Given request :: Find every line in the rows that contains the word "harness" and copy each one out. Case counts.

# START OF Data in this exercise

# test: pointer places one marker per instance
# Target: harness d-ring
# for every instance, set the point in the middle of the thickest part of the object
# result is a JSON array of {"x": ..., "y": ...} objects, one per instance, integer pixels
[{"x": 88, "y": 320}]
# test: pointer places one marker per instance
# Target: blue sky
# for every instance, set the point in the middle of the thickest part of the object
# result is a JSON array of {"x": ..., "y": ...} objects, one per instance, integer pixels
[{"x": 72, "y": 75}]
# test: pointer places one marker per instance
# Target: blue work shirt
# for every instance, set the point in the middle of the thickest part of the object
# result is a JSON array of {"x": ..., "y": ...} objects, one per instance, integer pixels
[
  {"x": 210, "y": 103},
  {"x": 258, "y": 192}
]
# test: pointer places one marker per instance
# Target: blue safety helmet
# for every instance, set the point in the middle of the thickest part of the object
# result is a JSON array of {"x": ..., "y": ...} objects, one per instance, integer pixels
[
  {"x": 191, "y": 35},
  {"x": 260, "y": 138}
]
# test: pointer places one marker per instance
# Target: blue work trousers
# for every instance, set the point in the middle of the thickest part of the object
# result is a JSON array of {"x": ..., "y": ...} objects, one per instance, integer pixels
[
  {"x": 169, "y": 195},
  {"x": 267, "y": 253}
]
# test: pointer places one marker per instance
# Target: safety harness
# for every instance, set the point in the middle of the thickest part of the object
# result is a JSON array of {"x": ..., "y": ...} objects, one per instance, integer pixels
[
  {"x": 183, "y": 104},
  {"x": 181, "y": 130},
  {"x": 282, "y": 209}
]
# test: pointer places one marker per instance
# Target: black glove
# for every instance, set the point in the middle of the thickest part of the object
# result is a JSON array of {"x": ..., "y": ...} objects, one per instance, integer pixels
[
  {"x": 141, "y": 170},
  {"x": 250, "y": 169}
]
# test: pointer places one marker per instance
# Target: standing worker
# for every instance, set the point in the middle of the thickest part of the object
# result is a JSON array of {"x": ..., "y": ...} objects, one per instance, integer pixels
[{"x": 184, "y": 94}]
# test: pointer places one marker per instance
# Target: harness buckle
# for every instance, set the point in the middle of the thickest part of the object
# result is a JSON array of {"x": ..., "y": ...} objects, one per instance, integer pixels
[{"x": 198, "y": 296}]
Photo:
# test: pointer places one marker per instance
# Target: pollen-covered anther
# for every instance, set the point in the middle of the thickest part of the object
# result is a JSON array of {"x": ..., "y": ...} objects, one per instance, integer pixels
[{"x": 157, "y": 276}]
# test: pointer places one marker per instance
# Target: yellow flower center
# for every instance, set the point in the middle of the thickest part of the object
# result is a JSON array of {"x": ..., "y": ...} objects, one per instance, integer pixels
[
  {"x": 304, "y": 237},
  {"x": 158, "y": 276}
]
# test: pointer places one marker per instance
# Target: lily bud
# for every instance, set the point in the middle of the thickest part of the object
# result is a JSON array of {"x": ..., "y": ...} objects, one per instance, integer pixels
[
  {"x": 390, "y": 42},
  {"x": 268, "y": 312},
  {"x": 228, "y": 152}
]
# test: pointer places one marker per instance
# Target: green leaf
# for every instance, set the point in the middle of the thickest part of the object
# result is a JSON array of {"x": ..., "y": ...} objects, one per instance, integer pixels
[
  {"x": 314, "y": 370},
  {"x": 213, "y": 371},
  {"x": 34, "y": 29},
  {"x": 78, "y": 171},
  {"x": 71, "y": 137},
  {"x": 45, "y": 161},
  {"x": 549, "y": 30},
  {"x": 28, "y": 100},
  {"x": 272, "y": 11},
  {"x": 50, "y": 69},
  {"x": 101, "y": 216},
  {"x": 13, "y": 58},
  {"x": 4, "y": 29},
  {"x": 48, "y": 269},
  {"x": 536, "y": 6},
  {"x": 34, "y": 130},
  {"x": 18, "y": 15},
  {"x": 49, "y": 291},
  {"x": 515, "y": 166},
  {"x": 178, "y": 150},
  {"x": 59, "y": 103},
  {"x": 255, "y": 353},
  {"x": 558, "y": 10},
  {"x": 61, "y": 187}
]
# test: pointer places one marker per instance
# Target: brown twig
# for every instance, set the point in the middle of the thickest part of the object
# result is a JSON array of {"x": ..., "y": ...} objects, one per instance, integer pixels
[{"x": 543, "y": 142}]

# END OF Data in this exercise

Solution for this task ::
# Target: harness d-ring
# Target: safety harness
# Target: harness buckle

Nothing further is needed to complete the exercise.